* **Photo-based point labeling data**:
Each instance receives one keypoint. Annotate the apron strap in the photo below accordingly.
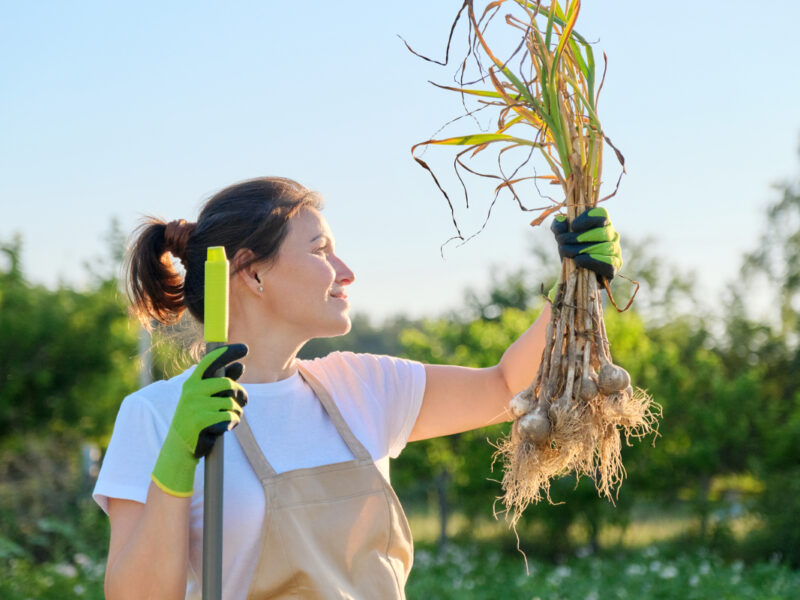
(356, 447)
(253, 452)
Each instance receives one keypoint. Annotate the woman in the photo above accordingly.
(309, 511)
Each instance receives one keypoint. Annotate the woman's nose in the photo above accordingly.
(343, 273)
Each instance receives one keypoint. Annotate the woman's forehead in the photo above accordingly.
(309, 224)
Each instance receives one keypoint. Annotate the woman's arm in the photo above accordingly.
(461, 398)
(148, 553)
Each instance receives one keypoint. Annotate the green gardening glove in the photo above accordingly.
(208, 407)
(592, 242)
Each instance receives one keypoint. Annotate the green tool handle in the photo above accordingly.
(212, 510)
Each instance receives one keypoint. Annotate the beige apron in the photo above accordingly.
(335, 531)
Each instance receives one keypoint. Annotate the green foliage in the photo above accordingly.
(470, 571)
(68, 356)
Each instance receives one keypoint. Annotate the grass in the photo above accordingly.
(479, 571)
(648, 527)
(651, 562)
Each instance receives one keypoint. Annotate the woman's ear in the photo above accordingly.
(249, 274)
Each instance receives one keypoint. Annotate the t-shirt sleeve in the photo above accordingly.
(135, 443)
(398, 384)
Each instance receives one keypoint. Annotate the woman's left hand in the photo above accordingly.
(592, 242)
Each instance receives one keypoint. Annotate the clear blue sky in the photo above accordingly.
(112, 110)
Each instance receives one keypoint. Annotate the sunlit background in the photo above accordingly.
(112, 111)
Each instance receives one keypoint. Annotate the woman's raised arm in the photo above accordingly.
(461, 398)
(148, 553)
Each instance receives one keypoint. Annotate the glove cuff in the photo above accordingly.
(175, 468)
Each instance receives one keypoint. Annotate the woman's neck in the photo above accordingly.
(269, 358)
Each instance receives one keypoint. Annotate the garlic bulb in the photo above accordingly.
(612, 378)
(535, 425)
(588, 389)
(520, 404)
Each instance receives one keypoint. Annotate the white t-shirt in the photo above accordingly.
(379, 398)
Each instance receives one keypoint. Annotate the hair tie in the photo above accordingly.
(176, 235)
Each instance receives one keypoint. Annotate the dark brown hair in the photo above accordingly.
(253, 214)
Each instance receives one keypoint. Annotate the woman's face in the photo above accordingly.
(305, 286)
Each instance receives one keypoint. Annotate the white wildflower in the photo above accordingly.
(655, 566)
(82, 560)
(66, 570)
(669, 572)
(635, 570)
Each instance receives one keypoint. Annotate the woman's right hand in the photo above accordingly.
(208, 407)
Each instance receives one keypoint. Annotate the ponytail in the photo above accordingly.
(155, 288)
(253, 214)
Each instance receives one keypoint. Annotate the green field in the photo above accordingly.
(475, 571)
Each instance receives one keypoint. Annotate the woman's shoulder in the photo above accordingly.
(369, 369)
(159, 397)
(342, 362)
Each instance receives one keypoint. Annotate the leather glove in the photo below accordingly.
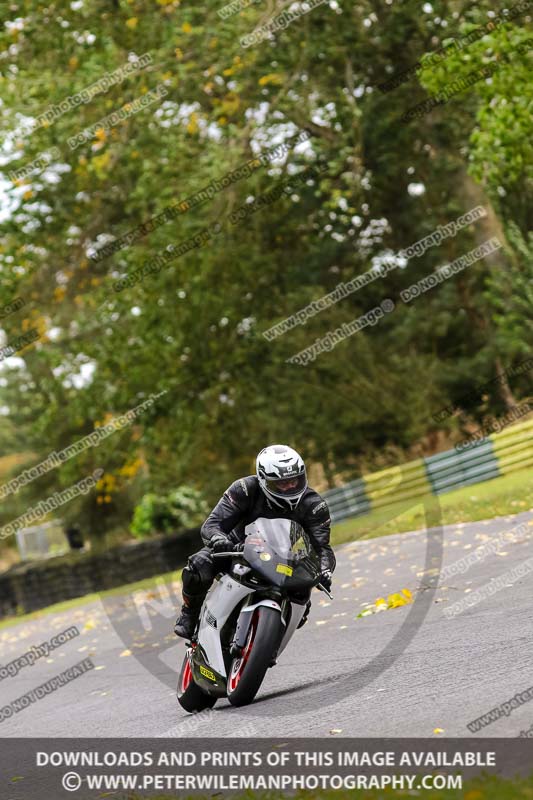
(220, 543)
(326, 577)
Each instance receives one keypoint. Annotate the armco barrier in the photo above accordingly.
(499, 454)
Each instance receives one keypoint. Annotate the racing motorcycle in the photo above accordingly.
(249, 615)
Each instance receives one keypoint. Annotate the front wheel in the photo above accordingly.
(190, 696)
(247, 671)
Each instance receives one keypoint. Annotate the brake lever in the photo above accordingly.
(323, 589)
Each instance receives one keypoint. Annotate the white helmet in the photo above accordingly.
(281, 474)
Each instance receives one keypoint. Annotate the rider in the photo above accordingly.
(279, 489)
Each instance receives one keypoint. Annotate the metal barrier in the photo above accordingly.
(498, 454)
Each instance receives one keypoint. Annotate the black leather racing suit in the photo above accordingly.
(244, 502)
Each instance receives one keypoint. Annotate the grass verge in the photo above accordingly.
(498, 497)
(66, 605)
(501, 496)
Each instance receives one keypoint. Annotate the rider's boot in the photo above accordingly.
(306, 614)
(188, 619)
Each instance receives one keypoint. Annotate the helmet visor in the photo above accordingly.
(287, 487)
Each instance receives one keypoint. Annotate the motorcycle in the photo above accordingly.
(249, 615)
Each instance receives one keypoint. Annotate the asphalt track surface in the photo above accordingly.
(398, 673)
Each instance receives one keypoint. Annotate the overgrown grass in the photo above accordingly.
(498, 497)
(66, 605)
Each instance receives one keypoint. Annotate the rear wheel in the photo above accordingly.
(247, 672)
(190, 696)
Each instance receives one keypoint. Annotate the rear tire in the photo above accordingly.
(190, 696)
(247, 672)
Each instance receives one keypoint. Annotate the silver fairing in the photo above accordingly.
(221, 599)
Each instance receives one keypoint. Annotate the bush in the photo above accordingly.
(184, 507)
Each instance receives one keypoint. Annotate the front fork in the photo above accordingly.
(245, 619)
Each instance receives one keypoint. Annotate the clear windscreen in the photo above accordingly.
(286, 538)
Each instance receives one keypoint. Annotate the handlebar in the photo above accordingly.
(323, 589)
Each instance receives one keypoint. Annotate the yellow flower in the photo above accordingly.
(192, 126)
(272, 77)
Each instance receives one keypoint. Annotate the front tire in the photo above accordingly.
(190, 696)
(247, 672)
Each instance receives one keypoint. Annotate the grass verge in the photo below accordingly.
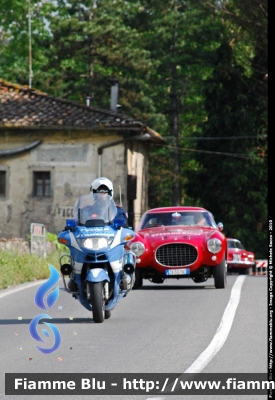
(16, 268)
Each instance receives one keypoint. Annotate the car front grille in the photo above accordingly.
(176, 255)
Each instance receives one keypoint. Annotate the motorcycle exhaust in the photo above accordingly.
(129, 263)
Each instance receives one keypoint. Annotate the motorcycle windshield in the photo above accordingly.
(95, 209)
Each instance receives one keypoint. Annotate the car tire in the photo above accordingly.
(138, 279)
(219, 273)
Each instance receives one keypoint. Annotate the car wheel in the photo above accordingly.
(138, 279)
(219, 273)
(244, 271)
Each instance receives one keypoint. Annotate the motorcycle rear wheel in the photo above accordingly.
(97, 295)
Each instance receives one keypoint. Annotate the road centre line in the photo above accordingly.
(223, 330)
(220, 336)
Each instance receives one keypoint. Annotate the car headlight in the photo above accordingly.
(214, 245)
(95, 243)
(137, 248)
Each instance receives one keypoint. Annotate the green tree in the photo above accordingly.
(232, 178)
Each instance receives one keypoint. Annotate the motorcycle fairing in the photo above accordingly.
(97, 275)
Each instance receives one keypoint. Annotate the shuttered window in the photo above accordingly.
(42, 183)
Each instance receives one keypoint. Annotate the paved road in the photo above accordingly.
(156, 329)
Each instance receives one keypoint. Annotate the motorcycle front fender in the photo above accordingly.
(97, 275)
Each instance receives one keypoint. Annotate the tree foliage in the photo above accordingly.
(188, 69)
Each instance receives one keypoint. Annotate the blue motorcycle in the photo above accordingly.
(100, 267)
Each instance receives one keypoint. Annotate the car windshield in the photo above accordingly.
(187, 218)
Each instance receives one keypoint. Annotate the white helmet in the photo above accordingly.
(102, 181)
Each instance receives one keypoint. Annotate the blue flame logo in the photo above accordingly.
(45, 302)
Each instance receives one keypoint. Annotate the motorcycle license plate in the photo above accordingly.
(182, 271)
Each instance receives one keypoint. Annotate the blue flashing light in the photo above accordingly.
(70, 223)
(118, 222)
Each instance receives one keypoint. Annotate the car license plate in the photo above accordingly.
(182, 271)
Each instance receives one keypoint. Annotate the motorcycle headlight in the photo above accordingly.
(214, 245)
(95, 243)
(137, 248)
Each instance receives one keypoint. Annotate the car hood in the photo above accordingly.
(158, 236)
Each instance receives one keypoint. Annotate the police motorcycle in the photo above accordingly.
(100, 267)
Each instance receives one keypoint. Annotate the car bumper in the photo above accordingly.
(240, 264)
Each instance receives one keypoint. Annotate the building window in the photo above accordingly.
(42, 183)
(2, 183)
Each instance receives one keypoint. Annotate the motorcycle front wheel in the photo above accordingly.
(97, 295)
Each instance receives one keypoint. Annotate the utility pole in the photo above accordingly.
(30, 45)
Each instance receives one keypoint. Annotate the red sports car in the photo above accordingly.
(239, 259)
(179, 242)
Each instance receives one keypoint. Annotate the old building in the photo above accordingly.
(52, 149)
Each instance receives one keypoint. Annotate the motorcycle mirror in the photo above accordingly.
(118, 222)
(70, 223)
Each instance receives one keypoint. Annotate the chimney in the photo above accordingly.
(114, 95)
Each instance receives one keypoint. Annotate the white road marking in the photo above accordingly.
(222, 331)
(220, 336)
(11, 290)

* **Exercise instructions**: Return the line that contains "Each instance receives one keypoint. Annotate the building" and all lines after it, verbatim, and nothing else.

* **Worked solution**:
Each instance receives one keypoint. Annotate the building window in the photo above accordingly.
(42, 183)
(2, 183)
Each instance receives one keypoint. Annotate the motorcycle front wheel in the photo above accordingly.
(97, 295)
Each instance receives one keypoint. Annotate the utility pole in the photo above accordingly.
(30, 45)
Each instance receives one keypoint. Annotate the red sports car in the photo above accordingly.
(239, 259)
(179, 242)
Each instance receives one keypoint. Annotate the old building in the photo above accordingly.
(52, 149)
Each instance receives one keypoint. Annotate the motorcycle mirror in the photo above accordingly.
(118, 222)
(70, 223)
Each instance receives one keypoint. Annotate the chimney in the photo above accordingly.
(114, 95)
Each instance receives one keypoint. Annotate the white road marking in the photo above accordingly.
(222, 331)
(220, 336)
(11, 290)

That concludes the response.